▶ TEXTO DADO:
Lo sagrado no tiene entonces ningún sentido en sí mismo pero está en el corazón de todo sentido, del sentido que es religioso por definición. Es lo que aprendemos en la experiencia analítica cuando el sujeto se aproxima a esa zona de su fantasma de la que se nutre el sentido del síntoma. Y es también lo que aprendemos a escuchar cuando el sentido religioso alcanza el estatuto de epidemia. “Sepan que el sentido religioso va a hacer un boom del que no tienen ni idea, —decía Lacan en Roma en 1974—. Porque la religión es la morada original del sentido.”[2] En la morada original del sentido se encuentra el objeto indecible del goce, el objeto más íntimo y sagrado para cada sujeto, ya sea representado en el sudario que rodeaba el cuerpo de Cristo o en el que recubre lo invisible del cuerpo femenino, ya sea localizado en las torres gemelas de la riqueza, del tesoro del Otro, o en la cabina del avión bloqueada desde su interior para hacerlo estallar en un sacrificio en masa. Imposibles de comparar por un lado, los actos sacrificiales tienen por el otro este punto en común, esta zona de intersección vacía y sin sentido de la que se nutre, sin embargo, todo sentido.
Recordemos cómo abordaba Lacan esta zona vacía de la Cosa freudiana en su Seminario sobre “La ética del psicoanálisis” para hacer de ella la brújula de la experiencia analítica. Señalaba al menos tres operaciones posibles, tres respuestas ante lo real del objeto sagrado imposible de representar.
Si el arte rodea este vacío con sus objetos para elevarlos a la dignidad del objeto de la sublimación, la religión lo evita desplazándolo siempre hacia otro lugar, en una carrera imparable de producción de un nuevo sentido. Por su parte, la ciencia forcluye este vacío, rechaza la presencia de la Cosa en el universo del goce intentando reducirlo en una cuantificación objetivada. Siempre en vano. Cuanto más la ciencia gana terreno sobre lo real con la producción de nuevos objetos técnicos, más el sentido religioso recicla estos mismos objetos con su maquinaria de producción de sentido, más colabora la primera sin saberlo al boom del sentido religioso. Asistimos hoy a una batalla en la carrera del sentido entre la técnica y la religión, en un encuentro tan paradójico como aquel encuentro del paraguas con la máquina de escribir en la mesa del quirófano caro a los surrealistas.

▶ DATOS MOSTRADOS:
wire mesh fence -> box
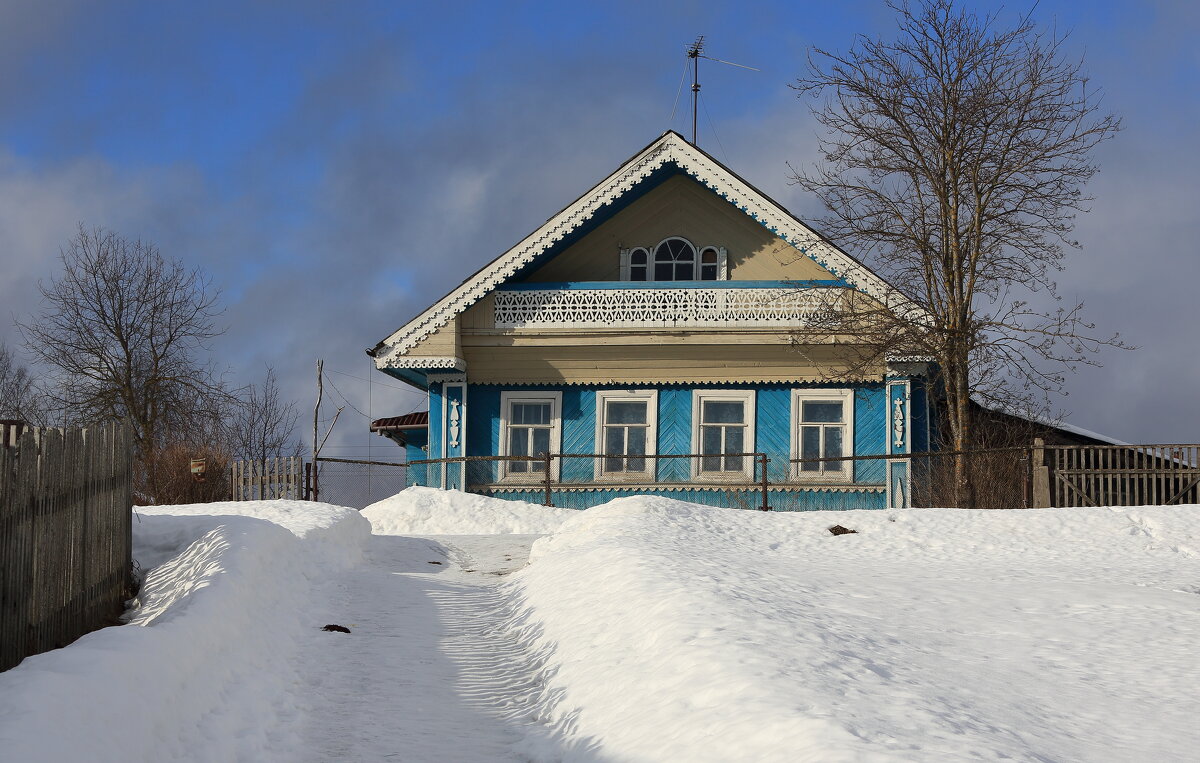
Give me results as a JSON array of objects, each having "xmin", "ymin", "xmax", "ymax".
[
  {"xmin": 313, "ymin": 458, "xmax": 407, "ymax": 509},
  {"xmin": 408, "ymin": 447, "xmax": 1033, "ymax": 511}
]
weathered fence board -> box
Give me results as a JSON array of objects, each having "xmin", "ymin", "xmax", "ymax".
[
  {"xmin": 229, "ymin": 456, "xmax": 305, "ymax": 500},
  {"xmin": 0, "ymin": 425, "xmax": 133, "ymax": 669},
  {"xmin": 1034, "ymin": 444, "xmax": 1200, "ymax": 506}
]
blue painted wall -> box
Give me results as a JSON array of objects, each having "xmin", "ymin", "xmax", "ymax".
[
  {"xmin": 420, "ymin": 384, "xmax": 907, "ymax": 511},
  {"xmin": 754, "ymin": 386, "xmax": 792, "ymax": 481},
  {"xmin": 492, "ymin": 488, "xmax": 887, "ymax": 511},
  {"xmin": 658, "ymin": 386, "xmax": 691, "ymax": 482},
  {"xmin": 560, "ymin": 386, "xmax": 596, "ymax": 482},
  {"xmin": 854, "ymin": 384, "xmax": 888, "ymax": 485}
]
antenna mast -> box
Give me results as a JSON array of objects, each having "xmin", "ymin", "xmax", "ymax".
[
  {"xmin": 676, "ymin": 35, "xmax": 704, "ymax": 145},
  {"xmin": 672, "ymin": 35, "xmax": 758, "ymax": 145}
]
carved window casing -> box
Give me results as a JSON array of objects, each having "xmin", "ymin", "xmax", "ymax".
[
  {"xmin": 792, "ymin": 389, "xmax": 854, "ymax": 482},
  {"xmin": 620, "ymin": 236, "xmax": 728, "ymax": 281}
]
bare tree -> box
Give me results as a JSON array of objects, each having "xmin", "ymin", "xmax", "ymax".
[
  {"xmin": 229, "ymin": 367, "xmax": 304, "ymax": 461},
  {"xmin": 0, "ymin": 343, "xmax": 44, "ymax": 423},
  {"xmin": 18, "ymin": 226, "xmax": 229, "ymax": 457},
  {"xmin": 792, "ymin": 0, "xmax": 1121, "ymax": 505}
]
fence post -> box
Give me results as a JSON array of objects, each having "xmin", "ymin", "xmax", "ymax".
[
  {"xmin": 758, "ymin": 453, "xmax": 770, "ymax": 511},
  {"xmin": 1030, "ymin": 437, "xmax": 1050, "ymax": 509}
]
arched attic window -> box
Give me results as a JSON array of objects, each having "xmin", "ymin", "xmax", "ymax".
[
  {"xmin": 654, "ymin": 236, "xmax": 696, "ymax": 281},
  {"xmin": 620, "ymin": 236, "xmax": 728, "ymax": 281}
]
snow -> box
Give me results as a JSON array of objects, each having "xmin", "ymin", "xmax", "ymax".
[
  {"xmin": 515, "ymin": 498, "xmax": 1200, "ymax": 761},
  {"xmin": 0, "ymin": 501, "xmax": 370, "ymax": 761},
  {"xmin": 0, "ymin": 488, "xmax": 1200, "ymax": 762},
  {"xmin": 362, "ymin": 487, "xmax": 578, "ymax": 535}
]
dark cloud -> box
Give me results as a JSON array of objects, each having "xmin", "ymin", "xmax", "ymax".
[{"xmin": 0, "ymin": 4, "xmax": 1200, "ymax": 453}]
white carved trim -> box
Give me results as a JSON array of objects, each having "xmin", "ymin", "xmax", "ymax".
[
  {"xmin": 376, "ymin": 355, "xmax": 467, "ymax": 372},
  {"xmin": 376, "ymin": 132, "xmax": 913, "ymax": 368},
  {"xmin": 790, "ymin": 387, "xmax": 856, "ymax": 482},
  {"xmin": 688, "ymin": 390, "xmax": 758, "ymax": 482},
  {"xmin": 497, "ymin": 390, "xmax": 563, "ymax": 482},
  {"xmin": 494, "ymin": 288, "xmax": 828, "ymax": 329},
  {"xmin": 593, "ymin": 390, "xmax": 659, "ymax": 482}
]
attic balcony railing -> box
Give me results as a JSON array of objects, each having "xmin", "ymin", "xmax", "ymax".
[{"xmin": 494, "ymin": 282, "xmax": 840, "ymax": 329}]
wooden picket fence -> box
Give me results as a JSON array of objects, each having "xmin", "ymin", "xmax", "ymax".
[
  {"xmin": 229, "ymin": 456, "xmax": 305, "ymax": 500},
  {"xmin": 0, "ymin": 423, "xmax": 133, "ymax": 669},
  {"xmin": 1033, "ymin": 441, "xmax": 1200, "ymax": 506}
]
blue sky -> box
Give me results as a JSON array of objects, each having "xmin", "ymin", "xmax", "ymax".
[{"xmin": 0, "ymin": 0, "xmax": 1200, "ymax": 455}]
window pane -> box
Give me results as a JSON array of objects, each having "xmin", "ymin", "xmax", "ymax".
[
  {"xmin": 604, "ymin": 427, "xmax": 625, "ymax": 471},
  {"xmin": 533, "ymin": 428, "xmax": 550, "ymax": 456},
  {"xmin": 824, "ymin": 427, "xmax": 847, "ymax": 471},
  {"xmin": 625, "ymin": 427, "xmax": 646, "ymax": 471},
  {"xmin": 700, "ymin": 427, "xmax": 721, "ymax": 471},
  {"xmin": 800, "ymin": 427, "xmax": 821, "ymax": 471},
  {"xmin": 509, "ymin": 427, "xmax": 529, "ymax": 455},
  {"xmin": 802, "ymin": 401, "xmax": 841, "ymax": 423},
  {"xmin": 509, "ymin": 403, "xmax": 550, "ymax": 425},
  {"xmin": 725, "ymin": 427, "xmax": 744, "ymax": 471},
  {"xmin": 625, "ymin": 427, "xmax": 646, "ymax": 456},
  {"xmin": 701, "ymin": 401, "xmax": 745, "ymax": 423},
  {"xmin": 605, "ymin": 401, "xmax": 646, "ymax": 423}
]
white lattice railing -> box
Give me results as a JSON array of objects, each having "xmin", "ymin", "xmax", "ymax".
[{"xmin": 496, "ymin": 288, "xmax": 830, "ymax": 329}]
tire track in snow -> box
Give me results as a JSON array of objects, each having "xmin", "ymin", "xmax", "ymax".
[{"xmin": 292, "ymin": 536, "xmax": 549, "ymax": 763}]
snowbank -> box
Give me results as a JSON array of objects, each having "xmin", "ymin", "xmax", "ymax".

▶ REQUISITOS DEL PROBLEMA:
¿Puedes reproducir literalmente el pasaje del texto sobre lo sagrado que va desde "Recordemos cómo abordaba" hasta "imposible de representar."?

▶ RESPUESTA:
Recordemos cómo abordaba Lacan esta zona vacía de la Cosa freudiana en su Seminario sobre “La ética del psicoanálisis” para hacer de ella la brújula de la experiencia analítica. Señalaba al menos tres operaciones posibles, tres respuestas ante lo real del objeto sagrado imposible de representar.